[What to work on]
Can you put the stretch of the rows that opens with the line containing "task: provide the mask of every instance of the leafy" and closes with the line containing "38 76 L 42 83", both lines included, into a JSON list of strings with one string per line and blank lines left out?

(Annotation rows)
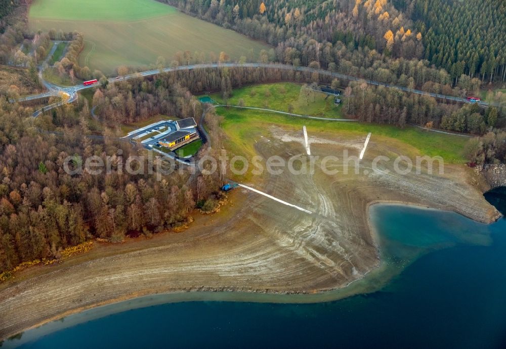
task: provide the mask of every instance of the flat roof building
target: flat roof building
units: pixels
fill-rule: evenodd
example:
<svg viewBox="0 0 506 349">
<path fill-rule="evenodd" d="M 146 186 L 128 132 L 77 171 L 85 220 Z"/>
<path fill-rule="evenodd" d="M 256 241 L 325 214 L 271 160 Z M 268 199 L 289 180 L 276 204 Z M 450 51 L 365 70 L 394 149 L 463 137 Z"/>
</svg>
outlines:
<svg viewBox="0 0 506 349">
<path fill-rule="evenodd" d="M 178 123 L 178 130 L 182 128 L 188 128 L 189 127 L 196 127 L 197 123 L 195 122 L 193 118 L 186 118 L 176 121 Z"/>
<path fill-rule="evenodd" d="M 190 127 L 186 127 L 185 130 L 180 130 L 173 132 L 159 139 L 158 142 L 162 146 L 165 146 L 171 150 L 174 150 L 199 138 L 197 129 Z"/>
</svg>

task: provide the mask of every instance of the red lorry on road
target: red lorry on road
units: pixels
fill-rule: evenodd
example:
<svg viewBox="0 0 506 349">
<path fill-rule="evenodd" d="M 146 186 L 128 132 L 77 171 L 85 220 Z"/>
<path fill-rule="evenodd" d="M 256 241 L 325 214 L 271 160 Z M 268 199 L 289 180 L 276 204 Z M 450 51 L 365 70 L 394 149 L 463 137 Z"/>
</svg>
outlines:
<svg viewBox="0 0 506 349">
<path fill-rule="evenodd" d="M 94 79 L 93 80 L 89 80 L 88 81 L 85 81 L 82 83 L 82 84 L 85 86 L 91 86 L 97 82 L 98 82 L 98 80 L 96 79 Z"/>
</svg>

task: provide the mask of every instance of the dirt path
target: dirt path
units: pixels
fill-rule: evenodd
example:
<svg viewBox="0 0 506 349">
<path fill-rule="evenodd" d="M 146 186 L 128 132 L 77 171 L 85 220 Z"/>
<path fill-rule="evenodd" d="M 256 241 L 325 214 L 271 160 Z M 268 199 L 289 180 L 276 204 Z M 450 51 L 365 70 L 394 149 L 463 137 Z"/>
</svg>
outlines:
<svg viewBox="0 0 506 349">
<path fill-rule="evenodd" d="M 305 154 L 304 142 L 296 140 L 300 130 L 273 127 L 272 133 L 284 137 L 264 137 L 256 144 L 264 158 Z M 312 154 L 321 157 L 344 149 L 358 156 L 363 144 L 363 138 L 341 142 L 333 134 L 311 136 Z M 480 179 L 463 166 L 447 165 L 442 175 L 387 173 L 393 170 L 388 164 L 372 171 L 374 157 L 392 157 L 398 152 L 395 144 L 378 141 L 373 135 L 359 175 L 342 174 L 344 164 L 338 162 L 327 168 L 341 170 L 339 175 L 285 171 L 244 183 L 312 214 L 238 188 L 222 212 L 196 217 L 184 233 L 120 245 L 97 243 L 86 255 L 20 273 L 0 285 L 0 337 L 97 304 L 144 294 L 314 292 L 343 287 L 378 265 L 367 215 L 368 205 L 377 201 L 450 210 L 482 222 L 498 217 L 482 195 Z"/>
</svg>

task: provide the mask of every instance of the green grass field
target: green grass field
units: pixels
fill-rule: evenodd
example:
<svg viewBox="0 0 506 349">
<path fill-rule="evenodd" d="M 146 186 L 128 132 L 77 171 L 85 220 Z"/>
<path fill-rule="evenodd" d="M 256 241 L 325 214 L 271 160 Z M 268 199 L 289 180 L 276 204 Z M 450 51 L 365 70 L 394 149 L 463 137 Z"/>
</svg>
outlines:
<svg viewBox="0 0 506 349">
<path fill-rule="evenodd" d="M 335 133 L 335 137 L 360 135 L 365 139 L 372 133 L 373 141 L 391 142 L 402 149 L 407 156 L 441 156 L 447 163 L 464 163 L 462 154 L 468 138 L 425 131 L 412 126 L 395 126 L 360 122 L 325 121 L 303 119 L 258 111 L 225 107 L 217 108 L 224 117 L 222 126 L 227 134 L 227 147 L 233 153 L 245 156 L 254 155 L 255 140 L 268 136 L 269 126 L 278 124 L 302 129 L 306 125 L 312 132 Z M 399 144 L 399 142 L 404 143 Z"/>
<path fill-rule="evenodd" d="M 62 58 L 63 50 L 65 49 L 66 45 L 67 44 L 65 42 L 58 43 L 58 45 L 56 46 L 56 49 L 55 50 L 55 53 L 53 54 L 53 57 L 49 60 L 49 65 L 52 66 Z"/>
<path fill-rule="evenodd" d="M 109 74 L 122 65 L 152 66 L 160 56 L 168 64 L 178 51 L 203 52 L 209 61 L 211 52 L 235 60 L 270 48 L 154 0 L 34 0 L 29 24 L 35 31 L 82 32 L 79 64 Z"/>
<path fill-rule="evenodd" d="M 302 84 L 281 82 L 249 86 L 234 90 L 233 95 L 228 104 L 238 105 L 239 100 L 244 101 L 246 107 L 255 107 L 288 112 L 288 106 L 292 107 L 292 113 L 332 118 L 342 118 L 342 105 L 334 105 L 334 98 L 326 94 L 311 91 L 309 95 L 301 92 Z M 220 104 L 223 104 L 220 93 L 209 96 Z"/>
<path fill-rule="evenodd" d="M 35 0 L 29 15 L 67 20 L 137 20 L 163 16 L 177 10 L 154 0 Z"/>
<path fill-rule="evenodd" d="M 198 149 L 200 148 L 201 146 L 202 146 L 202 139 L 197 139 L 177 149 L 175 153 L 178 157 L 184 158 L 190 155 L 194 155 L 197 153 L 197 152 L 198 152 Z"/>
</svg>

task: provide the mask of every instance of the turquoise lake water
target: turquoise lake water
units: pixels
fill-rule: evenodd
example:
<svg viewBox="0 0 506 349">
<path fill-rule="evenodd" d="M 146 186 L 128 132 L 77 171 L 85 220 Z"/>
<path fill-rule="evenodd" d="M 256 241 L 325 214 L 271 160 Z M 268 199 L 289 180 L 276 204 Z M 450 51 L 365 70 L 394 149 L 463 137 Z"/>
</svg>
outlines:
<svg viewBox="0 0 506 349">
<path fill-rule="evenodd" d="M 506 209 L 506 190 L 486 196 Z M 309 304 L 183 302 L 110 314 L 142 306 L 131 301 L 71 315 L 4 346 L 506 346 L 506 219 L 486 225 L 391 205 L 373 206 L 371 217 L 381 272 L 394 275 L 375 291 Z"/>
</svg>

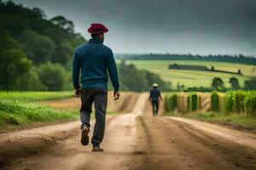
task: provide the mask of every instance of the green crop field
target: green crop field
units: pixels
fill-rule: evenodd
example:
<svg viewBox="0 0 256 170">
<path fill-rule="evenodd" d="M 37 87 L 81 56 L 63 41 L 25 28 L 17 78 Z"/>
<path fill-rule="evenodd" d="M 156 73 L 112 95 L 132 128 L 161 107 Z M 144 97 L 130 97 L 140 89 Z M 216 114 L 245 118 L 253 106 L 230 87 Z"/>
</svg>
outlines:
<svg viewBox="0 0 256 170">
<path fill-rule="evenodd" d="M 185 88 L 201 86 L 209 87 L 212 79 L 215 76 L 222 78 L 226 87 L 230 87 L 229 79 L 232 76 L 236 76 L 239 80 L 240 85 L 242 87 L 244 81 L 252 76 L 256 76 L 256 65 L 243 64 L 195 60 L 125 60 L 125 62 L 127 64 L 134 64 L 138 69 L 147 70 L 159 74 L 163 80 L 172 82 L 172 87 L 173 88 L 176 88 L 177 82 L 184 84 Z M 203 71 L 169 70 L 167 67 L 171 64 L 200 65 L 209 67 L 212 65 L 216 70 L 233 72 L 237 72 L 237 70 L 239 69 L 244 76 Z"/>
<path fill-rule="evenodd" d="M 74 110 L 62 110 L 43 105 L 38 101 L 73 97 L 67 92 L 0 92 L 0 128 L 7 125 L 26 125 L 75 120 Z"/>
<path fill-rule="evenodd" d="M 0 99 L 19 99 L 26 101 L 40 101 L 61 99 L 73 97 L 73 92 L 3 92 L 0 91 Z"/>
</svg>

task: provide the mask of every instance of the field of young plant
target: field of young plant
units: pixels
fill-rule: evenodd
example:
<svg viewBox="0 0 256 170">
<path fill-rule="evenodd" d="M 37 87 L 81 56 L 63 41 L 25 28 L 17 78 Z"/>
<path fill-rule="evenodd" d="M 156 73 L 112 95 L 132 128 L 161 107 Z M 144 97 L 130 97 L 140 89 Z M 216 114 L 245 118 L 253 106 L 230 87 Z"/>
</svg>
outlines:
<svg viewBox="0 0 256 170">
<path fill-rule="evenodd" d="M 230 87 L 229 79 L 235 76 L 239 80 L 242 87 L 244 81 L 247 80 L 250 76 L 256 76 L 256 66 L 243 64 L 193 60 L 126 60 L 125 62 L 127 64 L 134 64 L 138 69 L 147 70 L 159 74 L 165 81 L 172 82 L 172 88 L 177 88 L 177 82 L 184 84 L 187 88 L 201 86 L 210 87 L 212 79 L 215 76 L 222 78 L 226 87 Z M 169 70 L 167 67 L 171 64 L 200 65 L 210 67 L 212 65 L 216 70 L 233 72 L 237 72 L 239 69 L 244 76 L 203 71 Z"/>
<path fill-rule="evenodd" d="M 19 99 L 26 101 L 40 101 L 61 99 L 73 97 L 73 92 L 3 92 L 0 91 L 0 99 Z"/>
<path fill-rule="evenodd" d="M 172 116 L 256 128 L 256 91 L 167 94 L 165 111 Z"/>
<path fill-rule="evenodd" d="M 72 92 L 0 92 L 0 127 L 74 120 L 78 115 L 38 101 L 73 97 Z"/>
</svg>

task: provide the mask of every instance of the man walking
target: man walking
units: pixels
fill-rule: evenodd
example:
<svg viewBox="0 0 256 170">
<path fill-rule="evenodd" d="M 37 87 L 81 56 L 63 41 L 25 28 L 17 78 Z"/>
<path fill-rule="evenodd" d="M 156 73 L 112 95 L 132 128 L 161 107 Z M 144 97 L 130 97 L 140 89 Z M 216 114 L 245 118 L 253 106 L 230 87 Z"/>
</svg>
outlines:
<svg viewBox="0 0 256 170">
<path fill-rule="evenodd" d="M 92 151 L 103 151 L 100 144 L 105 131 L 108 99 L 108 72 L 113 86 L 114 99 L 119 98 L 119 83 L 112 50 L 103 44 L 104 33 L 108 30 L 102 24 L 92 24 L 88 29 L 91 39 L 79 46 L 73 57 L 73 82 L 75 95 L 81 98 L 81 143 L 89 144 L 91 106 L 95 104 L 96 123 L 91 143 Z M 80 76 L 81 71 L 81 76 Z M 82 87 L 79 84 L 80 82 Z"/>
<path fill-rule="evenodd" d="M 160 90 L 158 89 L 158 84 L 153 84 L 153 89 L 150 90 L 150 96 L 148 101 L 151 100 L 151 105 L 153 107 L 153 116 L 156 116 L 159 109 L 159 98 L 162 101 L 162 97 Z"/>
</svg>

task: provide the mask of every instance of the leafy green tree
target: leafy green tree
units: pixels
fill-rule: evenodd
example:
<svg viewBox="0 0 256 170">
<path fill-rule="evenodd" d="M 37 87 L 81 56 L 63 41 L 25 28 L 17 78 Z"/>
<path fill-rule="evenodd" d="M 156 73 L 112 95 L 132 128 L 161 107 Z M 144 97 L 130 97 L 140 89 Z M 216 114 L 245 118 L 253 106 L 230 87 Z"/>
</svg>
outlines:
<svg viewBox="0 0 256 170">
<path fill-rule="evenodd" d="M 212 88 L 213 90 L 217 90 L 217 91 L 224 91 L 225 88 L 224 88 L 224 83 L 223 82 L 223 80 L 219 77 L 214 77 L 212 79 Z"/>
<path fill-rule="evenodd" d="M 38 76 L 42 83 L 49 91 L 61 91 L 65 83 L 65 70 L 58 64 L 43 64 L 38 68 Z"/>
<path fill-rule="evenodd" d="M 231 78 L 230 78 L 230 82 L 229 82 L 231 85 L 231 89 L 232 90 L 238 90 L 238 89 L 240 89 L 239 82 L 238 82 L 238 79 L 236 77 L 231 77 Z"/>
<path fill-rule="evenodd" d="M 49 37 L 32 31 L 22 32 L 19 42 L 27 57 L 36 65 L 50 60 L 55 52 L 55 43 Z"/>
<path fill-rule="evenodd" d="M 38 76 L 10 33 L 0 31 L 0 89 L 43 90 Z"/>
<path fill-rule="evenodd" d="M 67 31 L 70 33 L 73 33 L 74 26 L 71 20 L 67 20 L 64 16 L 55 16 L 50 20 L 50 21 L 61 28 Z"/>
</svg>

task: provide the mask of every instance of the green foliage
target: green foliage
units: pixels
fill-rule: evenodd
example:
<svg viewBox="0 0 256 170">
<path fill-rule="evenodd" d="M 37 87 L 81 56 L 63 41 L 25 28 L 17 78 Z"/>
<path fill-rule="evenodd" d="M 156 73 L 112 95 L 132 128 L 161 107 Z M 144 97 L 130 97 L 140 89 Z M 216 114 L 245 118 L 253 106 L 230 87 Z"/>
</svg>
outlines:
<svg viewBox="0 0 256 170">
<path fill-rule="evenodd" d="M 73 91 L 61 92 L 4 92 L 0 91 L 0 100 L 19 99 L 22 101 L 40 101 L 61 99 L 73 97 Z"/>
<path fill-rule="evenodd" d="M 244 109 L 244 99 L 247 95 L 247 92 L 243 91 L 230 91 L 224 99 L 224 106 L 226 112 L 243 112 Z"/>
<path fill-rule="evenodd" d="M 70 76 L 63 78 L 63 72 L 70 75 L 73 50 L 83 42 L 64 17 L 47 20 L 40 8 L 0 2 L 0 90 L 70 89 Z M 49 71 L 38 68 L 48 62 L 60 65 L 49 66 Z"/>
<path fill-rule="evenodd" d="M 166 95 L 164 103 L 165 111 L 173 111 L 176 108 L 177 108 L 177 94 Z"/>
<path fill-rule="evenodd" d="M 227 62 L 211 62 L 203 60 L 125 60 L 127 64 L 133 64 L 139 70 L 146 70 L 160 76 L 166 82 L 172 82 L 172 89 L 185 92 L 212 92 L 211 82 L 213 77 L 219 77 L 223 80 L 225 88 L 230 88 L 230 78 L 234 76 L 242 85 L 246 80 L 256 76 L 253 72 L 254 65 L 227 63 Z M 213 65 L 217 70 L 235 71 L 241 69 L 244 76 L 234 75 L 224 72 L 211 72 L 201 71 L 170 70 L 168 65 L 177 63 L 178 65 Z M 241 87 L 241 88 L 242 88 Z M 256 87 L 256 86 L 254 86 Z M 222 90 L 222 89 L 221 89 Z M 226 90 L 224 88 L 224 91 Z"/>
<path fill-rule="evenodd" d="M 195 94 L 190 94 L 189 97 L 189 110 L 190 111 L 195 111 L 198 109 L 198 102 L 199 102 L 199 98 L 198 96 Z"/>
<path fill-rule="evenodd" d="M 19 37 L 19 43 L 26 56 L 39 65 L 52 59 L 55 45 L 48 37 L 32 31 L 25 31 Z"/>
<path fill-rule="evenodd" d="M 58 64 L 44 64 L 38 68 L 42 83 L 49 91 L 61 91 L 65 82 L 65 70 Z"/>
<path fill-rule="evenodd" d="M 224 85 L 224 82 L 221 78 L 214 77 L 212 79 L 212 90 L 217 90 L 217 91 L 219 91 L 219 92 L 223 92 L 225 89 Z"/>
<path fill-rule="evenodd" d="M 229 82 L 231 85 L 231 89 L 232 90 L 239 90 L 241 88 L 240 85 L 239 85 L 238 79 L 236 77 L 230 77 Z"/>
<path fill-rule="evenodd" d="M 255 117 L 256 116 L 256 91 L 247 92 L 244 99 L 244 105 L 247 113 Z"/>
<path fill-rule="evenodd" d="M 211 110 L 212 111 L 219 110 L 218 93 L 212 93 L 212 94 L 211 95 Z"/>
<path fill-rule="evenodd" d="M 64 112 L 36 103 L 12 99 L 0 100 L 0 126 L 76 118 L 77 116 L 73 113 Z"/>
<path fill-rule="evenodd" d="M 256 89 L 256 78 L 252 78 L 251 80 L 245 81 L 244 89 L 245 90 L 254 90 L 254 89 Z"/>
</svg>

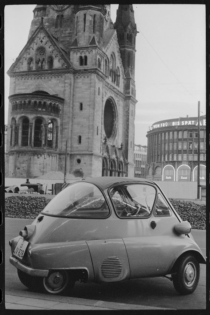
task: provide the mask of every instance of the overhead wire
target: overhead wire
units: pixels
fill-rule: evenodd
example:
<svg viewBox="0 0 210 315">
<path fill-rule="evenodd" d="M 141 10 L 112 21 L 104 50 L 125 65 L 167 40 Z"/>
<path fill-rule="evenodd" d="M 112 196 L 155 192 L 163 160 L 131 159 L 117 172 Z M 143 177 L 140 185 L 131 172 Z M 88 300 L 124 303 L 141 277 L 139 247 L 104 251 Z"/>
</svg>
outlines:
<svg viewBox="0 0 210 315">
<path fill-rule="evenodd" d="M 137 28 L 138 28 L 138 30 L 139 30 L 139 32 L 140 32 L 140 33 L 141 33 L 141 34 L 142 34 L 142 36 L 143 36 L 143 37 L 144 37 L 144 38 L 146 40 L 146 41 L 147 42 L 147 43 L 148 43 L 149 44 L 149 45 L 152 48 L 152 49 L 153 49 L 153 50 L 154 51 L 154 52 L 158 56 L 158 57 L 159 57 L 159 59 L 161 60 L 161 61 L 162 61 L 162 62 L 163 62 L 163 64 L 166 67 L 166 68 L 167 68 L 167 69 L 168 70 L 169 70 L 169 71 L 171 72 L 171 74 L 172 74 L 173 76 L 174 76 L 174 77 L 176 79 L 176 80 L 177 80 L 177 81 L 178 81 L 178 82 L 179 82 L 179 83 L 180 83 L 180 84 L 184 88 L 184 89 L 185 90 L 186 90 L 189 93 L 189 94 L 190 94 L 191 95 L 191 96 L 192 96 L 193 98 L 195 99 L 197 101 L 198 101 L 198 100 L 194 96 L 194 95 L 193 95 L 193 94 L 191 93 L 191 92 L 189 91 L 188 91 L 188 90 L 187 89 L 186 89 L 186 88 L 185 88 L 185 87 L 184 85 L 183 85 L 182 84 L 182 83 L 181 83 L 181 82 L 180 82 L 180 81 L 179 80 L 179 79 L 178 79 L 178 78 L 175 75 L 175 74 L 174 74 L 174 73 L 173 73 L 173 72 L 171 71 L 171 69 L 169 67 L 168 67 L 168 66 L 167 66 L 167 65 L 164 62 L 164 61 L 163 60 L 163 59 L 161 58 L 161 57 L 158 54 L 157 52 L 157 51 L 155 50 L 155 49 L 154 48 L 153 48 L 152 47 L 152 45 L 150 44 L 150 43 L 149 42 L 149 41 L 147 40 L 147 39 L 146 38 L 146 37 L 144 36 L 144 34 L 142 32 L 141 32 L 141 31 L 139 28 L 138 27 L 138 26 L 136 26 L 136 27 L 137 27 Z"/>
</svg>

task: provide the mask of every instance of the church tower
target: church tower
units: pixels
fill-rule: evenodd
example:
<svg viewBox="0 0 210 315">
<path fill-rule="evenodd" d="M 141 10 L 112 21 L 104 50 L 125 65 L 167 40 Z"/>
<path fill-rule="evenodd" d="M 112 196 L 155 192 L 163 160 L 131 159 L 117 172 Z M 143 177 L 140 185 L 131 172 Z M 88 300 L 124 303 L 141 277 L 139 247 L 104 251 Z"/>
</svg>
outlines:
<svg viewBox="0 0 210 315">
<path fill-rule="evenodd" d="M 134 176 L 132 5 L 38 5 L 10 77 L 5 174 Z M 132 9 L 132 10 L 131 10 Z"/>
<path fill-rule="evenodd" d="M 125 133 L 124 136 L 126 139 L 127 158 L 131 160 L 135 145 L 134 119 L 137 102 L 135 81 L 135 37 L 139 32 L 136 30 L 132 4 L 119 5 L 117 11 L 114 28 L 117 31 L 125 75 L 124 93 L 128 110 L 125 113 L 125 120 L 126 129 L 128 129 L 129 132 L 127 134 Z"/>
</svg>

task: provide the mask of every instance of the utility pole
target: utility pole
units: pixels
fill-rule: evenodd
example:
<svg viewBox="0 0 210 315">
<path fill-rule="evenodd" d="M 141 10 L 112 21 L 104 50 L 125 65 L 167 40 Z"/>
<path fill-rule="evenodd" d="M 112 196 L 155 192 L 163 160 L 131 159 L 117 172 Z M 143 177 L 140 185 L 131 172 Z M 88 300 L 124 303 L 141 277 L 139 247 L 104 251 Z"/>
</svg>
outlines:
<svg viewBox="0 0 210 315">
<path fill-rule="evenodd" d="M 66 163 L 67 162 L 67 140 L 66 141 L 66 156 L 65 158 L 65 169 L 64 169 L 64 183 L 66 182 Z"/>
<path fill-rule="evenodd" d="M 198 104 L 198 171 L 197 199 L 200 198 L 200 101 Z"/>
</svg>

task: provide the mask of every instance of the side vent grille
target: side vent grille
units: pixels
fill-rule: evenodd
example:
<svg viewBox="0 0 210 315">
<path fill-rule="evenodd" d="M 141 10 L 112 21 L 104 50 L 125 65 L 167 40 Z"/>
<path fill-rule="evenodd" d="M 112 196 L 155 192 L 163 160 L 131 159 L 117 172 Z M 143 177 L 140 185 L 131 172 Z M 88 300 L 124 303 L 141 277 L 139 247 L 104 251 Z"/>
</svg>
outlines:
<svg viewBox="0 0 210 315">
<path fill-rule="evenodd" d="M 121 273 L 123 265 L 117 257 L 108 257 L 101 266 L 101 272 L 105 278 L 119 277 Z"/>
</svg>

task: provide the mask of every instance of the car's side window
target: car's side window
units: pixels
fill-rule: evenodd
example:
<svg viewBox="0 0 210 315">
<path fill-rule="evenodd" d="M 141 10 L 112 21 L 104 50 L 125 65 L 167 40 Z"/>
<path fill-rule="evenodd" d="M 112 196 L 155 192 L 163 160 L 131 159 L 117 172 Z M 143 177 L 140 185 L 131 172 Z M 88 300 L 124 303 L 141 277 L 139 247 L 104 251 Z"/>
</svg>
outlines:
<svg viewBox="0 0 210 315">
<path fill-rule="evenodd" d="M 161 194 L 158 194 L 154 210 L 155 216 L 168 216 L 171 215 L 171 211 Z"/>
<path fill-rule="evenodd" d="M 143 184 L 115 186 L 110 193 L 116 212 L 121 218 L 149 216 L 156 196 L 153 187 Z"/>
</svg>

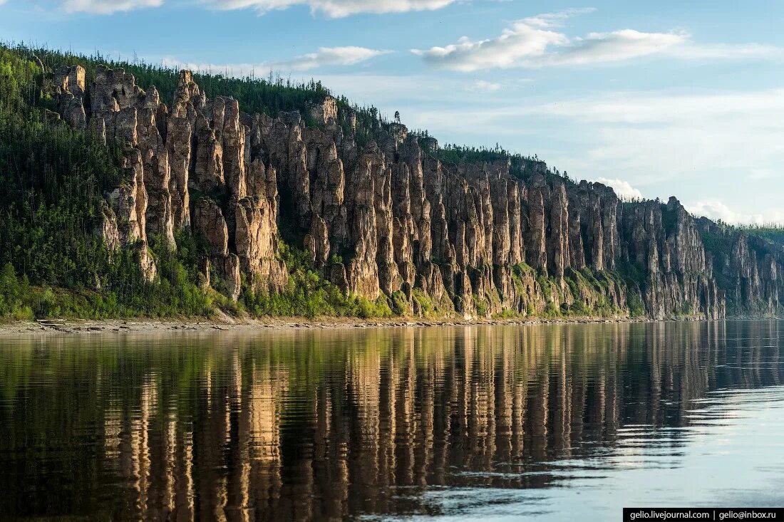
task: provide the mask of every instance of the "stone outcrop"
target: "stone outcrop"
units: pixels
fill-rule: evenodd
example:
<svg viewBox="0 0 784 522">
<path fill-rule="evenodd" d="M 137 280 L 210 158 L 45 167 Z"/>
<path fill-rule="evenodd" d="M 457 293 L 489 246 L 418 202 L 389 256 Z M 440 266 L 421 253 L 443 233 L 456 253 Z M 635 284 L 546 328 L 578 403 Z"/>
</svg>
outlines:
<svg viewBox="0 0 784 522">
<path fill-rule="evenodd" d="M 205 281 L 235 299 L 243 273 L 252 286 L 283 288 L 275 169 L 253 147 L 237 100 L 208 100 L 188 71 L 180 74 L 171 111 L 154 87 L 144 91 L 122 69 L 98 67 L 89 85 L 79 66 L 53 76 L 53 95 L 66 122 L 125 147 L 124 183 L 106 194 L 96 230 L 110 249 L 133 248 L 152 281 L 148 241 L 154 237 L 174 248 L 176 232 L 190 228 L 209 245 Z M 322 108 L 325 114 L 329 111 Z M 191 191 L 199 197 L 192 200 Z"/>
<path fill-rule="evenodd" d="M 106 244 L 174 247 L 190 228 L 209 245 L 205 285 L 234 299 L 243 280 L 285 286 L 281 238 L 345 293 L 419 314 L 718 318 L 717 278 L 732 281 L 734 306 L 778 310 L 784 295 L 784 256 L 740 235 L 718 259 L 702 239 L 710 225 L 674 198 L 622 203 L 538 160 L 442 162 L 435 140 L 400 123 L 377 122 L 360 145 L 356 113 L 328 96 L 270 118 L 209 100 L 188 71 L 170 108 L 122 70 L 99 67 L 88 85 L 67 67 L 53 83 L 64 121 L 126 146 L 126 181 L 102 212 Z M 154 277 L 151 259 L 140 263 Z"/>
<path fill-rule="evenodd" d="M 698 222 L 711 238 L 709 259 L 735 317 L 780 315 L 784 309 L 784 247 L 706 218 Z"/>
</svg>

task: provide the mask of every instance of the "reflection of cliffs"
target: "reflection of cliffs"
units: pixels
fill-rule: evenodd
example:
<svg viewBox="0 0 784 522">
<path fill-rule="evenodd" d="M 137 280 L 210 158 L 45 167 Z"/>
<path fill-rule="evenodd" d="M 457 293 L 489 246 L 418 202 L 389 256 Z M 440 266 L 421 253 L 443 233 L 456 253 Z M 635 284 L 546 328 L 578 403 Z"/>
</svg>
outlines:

[Answer to this task]
[
  "task: provide the mask of every instance of the leafy green tree",
  "target: leafy green tree",
  "units: pixels",
  "fill-rule: evenodd",
  "example:",
  "<svg viewBox=\"0 0 256 170\">",
  "<path fill-rule=\"evenodd\" d=\"M 37 87 L 81 56 L 63 41 L 25 28 L 17 78 Z\"/>",
  "<path fill-rule=\"evenodd\" d=\"M 156 73 L 112 95 L 132 128 L 161 107 Z M 144 97 L 130 97 L 140 89 Z M 216 114 L 245 118 L 253 106 L 230 87 Z\"/>",
  "</svg>",
  "outlines:",
  "<svg viewBox=\"0 0 256 170\">",
  "<path fill-rule=\"evenodd\" d=\"M 212 88 L 213 90 L 217 90 L 217 91 L 224 91 L 225 88 L 224 88 L 224 83 L 223 82 L 223 80 L 219 77 L 214 77 L 212 79 Z\"/>",
  "<path fill-rule=\"evenodd\" d=\"M 38 76 L 42 83 L 49 91 L 61 91 L 65 83 L 65 70 L 58 64 L 43 64 L 38 68 Z\"/>"
]